Provided material:

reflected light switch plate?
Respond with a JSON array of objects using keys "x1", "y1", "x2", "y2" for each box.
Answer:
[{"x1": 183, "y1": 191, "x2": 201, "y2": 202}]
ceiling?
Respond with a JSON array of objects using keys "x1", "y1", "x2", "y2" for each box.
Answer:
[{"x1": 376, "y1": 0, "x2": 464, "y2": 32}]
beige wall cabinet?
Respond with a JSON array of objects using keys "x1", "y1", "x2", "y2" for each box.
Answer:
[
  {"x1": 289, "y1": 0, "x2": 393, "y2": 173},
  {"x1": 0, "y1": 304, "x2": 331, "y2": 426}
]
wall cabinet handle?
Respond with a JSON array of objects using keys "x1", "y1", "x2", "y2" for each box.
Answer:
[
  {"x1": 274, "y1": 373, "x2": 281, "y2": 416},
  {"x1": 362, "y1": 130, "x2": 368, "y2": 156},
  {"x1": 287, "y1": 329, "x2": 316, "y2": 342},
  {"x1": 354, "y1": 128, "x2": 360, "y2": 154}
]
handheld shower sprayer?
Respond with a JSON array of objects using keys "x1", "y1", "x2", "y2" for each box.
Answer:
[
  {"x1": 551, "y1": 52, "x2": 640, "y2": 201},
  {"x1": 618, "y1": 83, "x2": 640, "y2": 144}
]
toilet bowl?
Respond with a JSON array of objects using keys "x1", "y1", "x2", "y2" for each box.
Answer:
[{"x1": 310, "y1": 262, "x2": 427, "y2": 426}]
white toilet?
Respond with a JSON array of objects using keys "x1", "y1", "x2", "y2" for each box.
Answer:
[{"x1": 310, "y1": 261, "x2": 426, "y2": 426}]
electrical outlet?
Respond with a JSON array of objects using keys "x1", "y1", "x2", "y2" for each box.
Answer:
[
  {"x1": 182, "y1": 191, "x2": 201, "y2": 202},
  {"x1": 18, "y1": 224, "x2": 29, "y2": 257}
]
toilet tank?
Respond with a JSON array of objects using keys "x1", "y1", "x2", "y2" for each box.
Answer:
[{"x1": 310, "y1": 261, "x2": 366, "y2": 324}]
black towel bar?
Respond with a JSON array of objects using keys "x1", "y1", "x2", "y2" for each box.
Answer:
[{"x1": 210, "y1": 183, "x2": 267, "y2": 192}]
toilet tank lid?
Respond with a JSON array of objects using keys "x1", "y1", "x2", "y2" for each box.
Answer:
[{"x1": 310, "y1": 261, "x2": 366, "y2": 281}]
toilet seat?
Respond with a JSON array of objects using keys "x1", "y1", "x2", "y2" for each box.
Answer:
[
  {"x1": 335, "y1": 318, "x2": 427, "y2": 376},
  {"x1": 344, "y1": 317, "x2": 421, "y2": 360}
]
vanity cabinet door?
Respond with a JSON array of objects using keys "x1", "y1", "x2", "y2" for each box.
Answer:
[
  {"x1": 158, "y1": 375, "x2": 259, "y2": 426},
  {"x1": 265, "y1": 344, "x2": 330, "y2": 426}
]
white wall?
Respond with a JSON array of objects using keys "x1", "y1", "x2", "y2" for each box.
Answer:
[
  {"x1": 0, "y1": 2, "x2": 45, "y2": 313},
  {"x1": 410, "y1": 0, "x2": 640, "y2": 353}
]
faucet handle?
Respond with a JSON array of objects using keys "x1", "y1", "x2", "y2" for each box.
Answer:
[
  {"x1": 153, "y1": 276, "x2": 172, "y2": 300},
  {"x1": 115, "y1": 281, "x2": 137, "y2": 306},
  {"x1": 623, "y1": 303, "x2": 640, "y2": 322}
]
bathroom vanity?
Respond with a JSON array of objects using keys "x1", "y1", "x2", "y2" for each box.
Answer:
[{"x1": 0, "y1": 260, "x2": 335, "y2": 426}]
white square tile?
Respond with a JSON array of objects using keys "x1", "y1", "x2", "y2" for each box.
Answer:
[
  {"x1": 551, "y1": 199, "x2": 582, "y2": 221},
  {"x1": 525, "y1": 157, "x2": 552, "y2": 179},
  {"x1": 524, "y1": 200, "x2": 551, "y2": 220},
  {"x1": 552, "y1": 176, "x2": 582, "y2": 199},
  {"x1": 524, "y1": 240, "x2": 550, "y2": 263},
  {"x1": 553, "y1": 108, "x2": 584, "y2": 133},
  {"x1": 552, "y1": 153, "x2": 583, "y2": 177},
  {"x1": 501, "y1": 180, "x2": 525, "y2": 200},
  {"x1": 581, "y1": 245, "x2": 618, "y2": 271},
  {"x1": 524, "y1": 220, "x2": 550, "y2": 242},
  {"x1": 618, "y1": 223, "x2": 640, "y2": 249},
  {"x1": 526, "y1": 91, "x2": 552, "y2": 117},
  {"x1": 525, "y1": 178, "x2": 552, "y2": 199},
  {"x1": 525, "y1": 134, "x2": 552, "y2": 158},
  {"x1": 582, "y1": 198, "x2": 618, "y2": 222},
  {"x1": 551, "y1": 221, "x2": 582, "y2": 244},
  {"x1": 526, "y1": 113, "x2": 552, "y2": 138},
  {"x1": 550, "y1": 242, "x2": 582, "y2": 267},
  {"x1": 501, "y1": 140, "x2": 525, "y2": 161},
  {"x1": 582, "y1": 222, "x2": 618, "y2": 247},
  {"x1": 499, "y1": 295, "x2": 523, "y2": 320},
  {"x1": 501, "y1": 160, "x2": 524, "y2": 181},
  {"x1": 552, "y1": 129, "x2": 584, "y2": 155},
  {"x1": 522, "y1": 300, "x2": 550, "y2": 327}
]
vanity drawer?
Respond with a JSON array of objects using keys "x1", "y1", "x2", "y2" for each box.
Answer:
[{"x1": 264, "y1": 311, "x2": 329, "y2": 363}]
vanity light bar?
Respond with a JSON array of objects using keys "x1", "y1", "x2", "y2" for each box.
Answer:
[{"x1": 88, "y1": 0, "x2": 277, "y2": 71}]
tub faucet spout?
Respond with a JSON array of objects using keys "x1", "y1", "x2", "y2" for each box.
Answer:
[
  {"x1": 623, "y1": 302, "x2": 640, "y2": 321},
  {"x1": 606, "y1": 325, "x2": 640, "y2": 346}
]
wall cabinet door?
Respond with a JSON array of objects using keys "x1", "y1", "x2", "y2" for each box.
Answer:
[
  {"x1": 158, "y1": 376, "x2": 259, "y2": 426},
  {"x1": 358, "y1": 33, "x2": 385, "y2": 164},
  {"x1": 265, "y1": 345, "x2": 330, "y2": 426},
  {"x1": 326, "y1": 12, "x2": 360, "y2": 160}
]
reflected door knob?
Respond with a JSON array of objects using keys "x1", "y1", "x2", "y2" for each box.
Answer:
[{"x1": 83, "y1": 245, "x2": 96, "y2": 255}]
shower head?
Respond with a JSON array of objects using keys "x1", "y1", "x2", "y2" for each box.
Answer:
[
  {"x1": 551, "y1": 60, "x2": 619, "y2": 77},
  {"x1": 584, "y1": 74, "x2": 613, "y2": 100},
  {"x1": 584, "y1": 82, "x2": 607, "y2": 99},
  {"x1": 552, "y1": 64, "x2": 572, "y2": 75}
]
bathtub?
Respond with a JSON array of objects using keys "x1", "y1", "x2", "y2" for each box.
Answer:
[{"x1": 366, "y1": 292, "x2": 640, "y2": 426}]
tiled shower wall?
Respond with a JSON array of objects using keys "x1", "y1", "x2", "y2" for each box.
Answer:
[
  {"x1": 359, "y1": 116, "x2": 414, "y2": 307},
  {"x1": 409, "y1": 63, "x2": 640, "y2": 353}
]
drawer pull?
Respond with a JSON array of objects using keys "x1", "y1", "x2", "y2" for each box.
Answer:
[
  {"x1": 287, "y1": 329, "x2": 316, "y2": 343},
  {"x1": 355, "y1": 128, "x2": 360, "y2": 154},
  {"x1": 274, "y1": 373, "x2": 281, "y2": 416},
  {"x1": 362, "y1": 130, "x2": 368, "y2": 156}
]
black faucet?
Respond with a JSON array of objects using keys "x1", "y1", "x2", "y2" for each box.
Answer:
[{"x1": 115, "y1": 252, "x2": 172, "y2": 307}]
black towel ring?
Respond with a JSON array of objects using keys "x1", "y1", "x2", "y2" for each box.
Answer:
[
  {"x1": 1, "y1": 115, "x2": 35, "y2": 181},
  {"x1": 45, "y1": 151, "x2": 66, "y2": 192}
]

Work to complete: Which lines above include the string "faucet"? Show them.

Task answer:
faucet handle?
tub faucet spout?
black faucet?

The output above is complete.